Source document:
----
Consoles & Propoganda

Status
Not open for further replies.
There is no debate that a PPU is more general purpose (ie. it would run Word and Firefox better with less coding), the question is how much code in a game is general purpose?

You're killing me here Todd - I hope you read that thead I linked to before you posted this! ;)

Look, here's what makes the PPU 'general purpose,' it's that you don't have to change your code *at all* to run those apps on it - Cell will run Firefox in Linux, without any re-coding, because the PPU core is supports the Power ISA completely. It is "general purpose" in that sense, but that doesn't make it good at running such code, and it doesn't make such code favorable. The SPEs require you to change your code - they will not run Firefox out the box. But that doesn't mean they can't run Firefox, know what I mean?

Both Sony and MS would have loved to have a top of the line Intel or AMD for their CPU, but they could not afford the price or heat, so they both made compromises.

Who knows, maybe MS - but absolutely Sony would not want such a solution. If they did, they would have pursued an OOE G5-esque solution; do you think it beyond IBM and Sony's abilities? The processor they created was the processor they wanted - what they wanted were the SPEs - the SPEs *are* Cell, and the reason anyone in any industry would be attracted to it.
----
Given information:
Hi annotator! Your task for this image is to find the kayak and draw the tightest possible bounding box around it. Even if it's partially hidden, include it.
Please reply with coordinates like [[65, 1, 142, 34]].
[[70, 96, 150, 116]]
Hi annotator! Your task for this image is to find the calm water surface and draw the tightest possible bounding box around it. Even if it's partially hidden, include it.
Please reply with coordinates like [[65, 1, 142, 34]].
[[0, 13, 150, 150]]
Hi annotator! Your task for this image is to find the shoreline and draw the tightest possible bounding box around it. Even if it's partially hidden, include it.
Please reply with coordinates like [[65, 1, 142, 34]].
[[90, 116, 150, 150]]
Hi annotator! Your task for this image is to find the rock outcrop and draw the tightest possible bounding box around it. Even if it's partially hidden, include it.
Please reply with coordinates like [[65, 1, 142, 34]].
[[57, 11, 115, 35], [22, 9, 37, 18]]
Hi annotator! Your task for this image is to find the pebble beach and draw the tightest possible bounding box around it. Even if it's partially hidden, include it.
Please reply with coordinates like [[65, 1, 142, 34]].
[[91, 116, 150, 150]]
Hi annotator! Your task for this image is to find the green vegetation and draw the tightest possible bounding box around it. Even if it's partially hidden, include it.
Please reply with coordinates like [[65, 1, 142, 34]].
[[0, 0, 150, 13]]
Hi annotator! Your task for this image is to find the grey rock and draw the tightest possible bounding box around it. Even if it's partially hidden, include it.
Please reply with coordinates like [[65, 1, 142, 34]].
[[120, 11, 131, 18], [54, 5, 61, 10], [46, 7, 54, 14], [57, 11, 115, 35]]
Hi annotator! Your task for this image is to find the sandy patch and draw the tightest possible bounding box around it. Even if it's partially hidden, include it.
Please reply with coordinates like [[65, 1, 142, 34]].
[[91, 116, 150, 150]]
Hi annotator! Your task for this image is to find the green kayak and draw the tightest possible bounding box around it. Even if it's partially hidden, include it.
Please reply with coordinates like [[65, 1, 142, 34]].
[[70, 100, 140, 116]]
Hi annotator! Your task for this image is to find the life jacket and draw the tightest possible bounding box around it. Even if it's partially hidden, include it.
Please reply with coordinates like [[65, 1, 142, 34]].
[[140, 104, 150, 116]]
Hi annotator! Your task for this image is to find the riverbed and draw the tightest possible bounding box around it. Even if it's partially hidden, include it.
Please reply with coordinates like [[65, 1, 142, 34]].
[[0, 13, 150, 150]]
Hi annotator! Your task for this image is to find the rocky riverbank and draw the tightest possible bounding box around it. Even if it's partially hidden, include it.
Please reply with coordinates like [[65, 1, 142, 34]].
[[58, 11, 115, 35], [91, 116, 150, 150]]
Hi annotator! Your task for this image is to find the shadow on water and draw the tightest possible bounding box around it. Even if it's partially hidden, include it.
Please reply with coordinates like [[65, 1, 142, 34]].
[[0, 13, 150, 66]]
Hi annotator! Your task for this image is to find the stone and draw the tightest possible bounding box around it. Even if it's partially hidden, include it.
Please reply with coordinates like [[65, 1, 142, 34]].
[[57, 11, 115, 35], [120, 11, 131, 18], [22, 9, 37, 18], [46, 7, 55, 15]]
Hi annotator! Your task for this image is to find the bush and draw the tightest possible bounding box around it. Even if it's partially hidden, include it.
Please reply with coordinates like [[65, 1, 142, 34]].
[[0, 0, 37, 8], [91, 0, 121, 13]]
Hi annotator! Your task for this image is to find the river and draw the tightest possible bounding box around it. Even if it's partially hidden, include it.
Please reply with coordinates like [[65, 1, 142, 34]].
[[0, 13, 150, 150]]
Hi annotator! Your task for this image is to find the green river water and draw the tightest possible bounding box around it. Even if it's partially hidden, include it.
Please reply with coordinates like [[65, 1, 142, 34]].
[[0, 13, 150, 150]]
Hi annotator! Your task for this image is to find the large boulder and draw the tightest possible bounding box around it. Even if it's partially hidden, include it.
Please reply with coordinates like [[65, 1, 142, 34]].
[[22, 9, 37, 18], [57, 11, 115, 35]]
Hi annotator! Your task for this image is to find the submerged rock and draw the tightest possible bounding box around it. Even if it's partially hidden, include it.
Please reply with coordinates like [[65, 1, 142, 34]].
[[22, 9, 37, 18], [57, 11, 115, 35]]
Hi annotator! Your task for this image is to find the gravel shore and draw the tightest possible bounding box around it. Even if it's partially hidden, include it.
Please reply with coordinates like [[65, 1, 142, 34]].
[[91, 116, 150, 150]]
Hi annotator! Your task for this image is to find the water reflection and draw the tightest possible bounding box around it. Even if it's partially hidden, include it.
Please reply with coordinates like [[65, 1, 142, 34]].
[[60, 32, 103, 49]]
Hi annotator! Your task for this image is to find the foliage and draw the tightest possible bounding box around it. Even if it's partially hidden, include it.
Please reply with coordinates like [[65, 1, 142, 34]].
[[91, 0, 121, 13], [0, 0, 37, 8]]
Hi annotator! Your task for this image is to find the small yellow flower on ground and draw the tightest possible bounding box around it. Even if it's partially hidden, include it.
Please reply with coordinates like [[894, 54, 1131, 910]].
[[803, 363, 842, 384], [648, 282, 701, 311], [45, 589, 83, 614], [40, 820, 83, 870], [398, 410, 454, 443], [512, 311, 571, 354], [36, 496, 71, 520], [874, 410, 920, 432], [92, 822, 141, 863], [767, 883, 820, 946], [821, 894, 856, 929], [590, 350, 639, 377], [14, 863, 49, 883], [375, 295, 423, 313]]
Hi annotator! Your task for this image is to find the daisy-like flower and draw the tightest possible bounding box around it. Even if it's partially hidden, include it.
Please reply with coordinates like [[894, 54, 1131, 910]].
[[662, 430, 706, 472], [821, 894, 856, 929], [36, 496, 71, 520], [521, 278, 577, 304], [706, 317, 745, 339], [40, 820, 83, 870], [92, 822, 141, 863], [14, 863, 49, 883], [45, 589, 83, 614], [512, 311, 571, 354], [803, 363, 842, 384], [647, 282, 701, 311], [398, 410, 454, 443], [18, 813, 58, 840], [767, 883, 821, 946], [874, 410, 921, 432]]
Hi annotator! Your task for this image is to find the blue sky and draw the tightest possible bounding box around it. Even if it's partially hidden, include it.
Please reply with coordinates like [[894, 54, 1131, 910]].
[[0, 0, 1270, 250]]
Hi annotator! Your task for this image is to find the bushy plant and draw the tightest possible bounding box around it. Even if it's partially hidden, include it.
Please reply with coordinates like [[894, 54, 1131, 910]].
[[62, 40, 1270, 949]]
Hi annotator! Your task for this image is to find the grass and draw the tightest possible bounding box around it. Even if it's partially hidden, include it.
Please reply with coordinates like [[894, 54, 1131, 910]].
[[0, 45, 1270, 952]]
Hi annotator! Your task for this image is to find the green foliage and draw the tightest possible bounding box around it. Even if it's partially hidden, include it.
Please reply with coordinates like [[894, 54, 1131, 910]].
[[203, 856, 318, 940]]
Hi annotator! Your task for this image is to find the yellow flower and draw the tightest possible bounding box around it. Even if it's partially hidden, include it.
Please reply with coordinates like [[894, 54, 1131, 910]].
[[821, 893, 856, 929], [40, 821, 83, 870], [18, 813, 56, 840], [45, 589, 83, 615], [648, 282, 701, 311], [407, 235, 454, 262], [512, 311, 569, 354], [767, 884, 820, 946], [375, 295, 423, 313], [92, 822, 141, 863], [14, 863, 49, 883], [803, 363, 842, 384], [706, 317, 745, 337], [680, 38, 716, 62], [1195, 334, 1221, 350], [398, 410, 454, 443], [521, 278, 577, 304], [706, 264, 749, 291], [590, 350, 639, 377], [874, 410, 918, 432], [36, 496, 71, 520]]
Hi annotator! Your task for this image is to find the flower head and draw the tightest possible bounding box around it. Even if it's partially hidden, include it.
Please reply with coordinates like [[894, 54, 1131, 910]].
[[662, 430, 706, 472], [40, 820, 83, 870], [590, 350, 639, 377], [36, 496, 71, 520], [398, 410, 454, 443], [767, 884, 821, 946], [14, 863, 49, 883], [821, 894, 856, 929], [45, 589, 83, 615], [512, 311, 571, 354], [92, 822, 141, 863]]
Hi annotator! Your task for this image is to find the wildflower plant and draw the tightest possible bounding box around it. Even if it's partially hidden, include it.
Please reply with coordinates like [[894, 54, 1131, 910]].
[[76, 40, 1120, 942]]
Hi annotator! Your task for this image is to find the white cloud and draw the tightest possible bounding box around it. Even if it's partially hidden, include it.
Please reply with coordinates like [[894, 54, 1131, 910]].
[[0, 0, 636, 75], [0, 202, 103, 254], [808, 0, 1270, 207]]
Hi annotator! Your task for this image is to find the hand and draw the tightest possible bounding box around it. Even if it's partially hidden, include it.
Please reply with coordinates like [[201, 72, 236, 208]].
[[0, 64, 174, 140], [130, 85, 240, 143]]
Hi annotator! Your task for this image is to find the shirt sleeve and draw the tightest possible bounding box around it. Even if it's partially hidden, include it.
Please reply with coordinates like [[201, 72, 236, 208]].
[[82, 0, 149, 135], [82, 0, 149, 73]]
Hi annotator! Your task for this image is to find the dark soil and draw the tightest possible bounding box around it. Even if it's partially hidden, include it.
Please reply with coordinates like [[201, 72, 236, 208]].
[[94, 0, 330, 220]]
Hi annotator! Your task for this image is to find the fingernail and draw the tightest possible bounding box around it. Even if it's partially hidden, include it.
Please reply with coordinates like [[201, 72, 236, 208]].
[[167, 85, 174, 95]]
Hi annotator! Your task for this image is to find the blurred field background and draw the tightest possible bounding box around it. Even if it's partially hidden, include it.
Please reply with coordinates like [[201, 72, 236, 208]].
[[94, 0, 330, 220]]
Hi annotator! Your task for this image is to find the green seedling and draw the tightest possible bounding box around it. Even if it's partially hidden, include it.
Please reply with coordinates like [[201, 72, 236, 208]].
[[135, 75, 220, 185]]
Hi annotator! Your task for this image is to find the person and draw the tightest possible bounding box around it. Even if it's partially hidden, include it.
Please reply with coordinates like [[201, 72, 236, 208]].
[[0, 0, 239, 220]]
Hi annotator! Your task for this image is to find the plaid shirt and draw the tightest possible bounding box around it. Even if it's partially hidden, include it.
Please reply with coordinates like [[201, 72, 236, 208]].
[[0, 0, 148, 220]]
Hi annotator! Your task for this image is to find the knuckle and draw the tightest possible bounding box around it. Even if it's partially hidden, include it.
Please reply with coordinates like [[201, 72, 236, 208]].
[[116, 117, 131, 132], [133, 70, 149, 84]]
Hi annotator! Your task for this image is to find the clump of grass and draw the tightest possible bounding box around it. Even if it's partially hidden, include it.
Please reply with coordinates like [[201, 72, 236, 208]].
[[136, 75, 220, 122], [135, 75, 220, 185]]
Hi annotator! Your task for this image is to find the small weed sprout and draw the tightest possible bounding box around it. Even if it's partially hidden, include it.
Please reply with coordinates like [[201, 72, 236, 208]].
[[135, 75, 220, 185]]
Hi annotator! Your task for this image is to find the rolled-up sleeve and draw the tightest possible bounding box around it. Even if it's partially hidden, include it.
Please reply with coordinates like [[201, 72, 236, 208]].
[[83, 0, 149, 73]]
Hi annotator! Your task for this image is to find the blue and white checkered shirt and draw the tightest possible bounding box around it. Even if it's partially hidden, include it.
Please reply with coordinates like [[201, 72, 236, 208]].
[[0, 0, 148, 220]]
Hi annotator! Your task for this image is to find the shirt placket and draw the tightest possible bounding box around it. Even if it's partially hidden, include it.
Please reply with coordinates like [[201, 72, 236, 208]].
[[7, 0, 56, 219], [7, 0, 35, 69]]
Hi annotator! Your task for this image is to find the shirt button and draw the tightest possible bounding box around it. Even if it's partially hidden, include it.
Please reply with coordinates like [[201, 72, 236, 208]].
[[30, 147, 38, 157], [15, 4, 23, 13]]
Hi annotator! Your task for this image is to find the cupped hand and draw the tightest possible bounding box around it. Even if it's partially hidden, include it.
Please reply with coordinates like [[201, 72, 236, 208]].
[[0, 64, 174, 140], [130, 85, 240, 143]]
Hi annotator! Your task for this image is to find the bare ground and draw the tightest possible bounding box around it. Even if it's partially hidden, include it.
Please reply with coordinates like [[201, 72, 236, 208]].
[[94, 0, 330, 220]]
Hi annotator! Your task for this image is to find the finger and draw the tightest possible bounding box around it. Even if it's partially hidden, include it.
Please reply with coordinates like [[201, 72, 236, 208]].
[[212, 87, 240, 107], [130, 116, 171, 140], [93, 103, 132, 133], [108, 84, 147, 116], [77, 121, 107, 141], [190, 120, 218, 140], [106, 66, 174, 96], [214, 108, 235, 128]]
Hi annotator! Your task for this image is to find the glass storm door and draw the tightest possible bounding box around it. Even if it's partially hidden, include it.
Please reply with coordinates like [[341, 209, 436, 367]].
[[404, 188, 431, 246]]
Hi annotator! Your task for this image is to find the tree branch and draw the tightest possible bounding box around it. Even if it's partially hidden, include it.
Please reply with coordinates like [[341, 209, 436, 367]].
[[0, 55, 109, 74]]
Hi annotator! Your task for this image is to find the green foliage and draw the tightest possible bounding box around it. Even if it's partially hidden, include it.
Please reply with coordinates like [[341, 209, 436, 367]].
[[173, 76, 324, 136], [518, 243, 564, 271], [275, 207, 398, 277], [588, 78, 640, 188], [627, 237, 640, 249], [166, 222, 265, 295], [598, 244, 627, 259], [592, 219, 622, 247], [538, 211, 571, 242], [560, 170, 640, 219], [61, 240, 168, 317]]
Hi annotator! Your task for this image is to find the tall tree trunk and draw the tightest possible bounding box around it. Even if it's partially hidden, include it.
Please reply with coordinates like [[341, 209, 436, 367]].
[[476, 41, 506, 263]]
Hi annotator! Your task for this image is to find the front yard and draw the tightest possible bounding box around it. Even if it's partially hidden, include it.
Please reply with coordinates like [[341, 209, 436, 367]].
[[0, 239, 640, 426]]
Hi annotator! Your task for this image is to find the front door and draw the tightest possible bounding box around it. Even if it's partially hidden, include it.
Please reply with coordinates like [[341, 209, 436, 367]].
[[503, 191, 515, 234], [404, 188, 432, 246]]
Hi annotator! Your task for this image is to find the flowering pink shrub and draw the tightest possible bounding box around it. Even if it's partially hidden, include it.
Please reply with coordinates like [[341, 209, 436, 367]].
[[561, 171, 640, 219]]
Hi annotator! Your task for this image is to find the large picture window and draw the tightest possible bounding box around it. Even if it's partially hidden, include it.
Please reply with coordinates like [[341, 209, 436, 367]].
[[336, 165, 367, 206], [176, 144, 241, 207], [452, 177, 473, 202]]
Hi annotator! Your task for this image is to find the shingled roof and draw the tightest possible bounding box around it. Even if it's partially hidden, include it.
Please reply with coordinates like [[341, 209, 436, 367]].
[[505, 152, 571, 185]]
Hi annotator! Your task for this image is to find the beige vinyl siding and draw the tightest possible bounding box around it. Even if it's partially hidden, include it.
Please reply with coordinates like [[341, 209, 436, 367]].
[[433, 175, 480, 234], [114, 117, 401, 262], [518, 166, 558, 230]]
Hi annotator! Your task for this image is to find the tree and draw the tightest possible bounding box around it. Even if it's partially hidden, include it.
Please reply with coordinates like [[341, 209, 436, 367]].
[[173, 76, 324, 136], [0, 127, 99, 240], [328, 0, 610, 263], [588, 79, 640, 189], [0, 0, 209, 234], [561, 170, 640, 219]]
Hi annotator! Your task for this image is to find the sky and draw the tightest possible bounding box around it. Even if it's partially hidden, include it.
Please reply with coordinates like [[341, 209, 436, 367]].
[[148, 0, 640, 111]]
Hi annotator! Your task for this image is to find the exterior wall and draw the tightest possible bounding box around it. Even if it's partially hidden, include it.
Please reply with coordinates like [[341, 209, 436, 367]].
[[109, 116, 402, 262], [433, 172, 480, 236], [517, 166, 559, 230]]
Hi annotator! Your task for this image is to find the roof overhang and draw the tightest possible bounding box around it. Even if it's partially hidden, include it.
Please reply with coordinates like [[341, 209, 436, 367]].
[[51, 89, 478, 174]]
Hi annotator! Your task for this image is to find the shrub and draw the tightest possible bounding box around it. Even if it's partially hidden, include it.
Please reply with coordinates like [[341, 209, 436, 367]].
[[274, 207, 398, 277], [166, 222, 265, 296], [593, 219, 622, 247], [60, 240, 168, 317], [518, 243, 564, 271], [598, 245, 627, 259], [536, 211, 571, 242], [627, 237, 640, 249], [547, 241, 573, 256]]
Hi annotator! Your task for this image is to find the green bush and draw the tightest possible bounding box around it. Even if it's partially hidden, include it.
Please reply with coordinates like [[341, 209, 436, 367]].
----
Written exercise 1:
Answer these about the console forum thread:
(a) What status is shown for the thread?
(b) What two things kept Sony and MS from using a top-of-the-line Intel or AMD CPU, according to the thread?
(c) What kind of solution does the thread say Sony would have pursued if it had wanted such a CPU?
Written exercise 2: Please duplicate a passage of the console forum thread word for word: begin at the words "Look, here's what" and stop after "both made compromises.".

Finished answer 1:
(a) Not open for further replies.
(b) The price and the heat.
(c) An OOE G5-esque solution.

Finished answer 2:
Look, here's what makes the PPU 'general purpose,' it's that you don't have to change your code *at all* to run those apps on it - Cell will run Firefox in Linux, without any re-coding, because the PPU core is supports the Power ISA completely. It is "general purpose" in that sense, but that doesn't make it good at running such code, and it doesn't make such code favorable. The SPEs require you to change your code - they will not run Firefox out the box. But that doesn't mean they can't run Firefox, know what I mean?

Both Sony and MS would have loved to have a top of the line Intel or AMD for their CPU, but they could not afford the price or heat, so they both made compromises.